GIVEN DATA:
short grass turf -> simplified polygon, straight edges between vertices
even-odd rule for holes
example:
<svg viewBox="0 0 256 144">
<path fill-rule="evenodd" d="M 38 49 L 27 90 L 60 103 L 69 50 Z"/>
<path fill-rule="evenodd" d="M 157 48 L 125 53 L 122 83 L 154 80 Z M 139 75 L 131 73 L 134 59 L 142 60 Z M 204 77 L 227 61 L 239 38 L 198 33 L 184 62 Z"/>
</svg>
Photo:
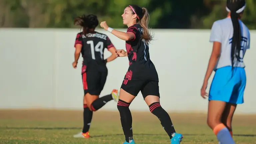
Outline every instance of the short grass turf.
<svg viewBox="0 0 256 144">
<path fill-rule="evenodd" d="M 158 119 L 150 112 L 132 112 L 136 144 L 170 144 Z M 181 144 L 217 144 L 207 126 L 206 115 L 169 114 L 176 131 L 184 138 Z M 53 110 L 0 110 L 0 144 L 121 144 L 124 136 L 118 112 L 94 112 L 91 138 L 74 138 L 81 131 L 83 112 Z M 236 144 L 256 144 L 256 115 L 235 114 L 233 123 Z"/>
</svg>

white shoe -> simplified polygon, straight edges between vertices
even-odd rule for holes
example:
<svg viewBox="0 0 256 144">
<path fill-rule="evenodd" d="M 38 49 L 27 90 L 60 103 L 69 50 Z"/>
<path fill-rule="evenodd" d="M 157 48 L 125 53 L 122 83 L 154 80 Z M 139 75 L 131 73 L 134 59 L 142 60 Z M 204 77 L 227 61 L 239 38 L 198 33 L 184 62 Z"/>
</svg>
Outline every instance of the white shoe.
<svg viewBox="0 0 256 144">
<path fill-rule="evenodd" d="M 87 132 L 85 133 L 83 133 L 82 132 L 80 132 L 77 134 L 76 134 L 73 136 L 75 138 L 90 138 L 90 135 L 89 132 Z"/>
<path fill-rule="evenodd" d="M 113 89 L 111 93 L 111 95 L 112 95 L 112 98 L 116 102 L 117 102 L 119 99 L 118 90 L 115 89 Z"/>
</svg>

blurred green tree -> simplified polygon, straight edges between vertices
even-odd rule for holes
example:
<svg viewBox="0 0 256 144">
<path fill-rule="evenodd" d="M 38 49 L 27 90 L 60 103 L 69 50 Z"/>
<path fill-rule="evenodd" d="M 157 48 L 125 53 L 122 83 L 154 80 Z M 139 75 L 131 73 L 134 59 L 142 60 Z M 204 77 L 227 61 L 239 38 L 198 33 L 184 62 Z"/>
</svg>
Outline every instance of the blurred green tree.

PROBLEM DESCRIPTION:
Render every line of the entries above as a JSON list of strings, one string per line, omitting blank lines and leaving out the pictures.

FINISHED TASK:
[
  "short grass turf -> simplified polygon, straight edges between vertices",
  "even-odd rule for holes",
  "example:",
  "<svg viewBox=\"0 0 256 144\">",
  "<path fill-rule=\"evenodd\" d=\"M 38 49 L 27 90 L 60 103 L 69 50 Z\"/>",
  "<path fill-rule=\"evenodd\" d=\"M 157 48 L 125 53 L 122 83 L 154 80 Z M 139 75 L 131 73 L 134 59 L 142 60 Z M 204 77 L 227 61 L 239 38 L 198 33 L 184 62 Z\"/>",
  "</svg>",
  "Photo:",
  "Outline every instance of the short grass turf.",
  "<svg viewBox=\"0 0 256 144\">",
  "<path fill-rule=\"evenodd\" d=\"M 158 119 L 150 112 L 132 112 L 136 144 L 170 144 Z M 181 144 L 217 144 L 207 126 L 206 115 L 169 114 L 176 131 L 184 138 Z M 53 110 L 0 110 L 0 144 L 121 144 L 124 136 L 118 112 L 94 112 L 91 138 L 74 138 L 81 131 L 83 112 Z M 236 144 L 256 144 L 256 115 L 235 114 L 233 123 Z\"/>",
  "</svg>",
  "white shoe -> simplified polygon, straight edges between vertices",
  "even-odd rule for holes",
  "example:",
  "<svg viewBox=\"0 0 256 144\">",
  "<path fill-rule=\"evenodd\" d=\"M 38 49 L 27 90 L 60 103 L 69 50 Z\"/>",
  "<path fill-rule=\"evenodd\" d=\"M 157 48 L 125 53 L 122 83 L 154 80 Z M 139 75 L 131 73 L 134 59 L 142 60 Z M 204 77 L 227 61 L 239 38 L 198 33 L 184 62 Z\"/>",
  "</svg>",
  "Outline every instance of the white shoe.",
  "<svg viewBox=\"0 0 256 144\">",
  "<path fill-rule=\"evenodd\" d=\"M 87 132 L 85 133 L 83 133 L 82 132 L 80 132 L 77 134 L 76 134 L 73 136 L 75 138 L 90 138 L 90 135 L 89 132 Z\"/>",
  "<path fill-rule=\"evenodd\" d=\"M 113 89 L 111 93 L 111 95 L 112 95 L 112 98 L 116 102 L 117 102 L 119 99 L 118 90 L 115 89 Z\"/>",
  "</svg>",
  "blurred green tree -> simplified polygon, straight edges between vertices",
  "even-odd rule for holes",
  "example:",
  "<svg viewBox=\"0 0 256 144\">",
  "<path fill-rule=\"evenodd\" d=\"M 38 49 L 27 90 L 60 103 L 69 50 Z\"/>",
  "<path fill-rule=\"evenodd\" d=\"M 157 48 L 125 53 L 122 83 L 154 80 Z M 139 75 L 131 73 L 134 59 L 142 60 Z M 204 77 L 227 61 L 239 38 L 198 33 L 184 62 Z\"/>",
  "</svg>",
  "Outline every instance of the blurred green tree."
]